- _Problem description_
Once the line containing "Where can you find the pink" is found in the entries below, reproduce it and every line after it, stopping at and including the line containing "Where can you find the eyebrow"; reproduce nothing else, and keep each line exact.

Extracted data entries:
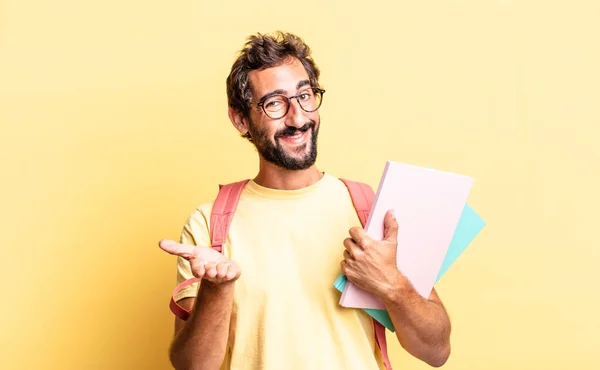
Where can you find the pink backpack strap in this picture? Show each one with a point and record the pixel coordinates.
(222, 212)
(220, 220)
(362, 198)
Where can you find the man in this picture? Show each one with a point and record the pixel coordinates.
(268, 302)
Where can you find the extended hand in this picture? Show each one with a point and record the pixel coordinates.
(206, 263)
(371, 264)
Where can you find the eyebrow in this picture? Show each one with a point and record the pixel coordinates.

--

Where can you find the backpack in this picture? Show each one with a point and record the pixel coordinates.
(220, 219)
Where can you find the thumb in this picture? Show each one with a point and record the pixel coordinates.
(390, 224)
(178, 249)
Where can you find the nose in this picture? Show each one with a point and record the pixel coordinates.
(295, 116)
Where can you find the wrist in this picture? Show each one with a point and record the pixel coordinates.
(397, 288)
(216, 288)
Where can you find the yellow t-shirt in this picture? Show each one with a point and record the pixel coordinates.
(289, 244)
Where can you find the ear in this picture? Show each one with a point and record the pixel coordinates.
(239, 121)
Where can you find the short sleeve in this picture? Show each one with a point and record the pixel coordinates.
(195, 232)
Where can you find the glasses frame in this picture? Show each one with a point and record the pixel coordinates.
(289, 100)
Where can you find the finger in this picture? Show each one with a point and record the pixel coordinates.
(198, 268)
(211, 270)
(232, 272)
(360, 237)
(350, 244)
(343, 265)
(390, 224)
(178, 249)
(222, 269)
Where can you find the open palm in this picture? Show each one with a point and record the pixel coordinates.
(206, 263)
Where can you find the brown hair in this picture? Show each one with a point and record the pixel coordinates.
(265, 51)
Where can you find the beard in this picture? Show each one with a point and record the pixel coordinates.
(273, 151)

...

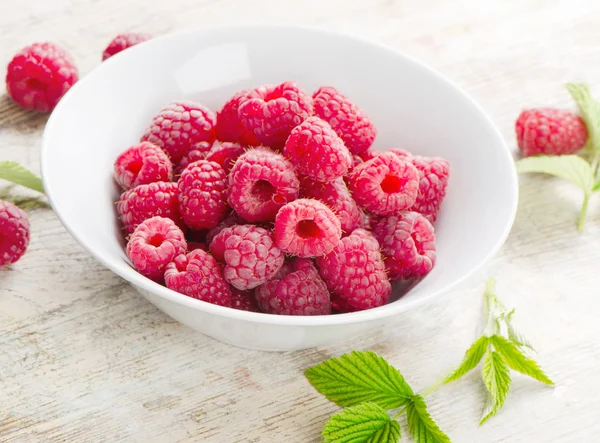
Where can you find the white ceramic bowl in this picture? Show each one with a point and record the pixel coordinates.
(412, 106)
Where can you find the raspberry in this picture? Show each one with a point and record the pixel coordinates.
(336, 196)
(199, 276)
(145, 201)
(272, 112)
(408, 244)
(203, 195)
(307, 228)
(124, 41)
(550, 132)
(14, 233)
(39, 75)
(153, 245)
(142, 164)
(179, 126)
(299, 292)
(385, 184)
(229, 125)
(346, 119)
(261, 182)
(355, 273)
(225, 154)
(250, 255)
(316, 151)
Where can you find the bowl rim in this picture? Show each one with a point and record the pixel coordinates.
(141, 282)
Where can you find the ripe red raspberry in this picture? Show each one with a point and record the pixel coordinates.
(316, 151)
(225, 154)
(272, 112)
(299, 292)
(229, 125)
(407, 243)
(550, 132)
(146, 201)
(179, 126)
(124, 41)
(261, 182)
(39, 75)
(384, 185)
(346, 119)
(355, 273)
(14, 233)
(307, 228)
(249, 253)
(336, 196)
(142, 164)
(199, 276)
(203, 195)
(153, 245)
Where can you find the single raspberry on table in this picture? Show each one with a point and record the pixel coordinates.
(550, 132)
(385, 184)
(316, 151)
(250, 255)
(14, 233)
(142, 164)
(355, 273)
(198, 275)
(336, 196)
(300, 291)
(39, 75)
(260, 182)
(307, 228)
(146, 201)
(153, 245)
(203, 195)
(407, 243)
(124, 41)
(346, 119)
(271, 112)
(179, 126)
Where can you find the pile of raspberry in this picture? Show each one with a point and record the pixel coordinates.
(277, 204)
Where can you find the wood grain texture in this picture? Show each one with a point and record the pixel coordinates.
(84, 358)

- _Answer box_
Where can you find the pink backpack strap in this picture? Show each one with a point and record the pixel coordinates.
(222, 212)
(220, 220)
(362, 198)
Where can you find the man in this picture? Show each one with a point and record the pixel coordinates.
(268, 302)
Where can you find the extended hand in this picture? Show each one with a point and record the pixel coordinates.
(206, 263)
(371, 264)
Where can you find the eyebrow in this picture? Show each one with a point and record the pixel coordinates.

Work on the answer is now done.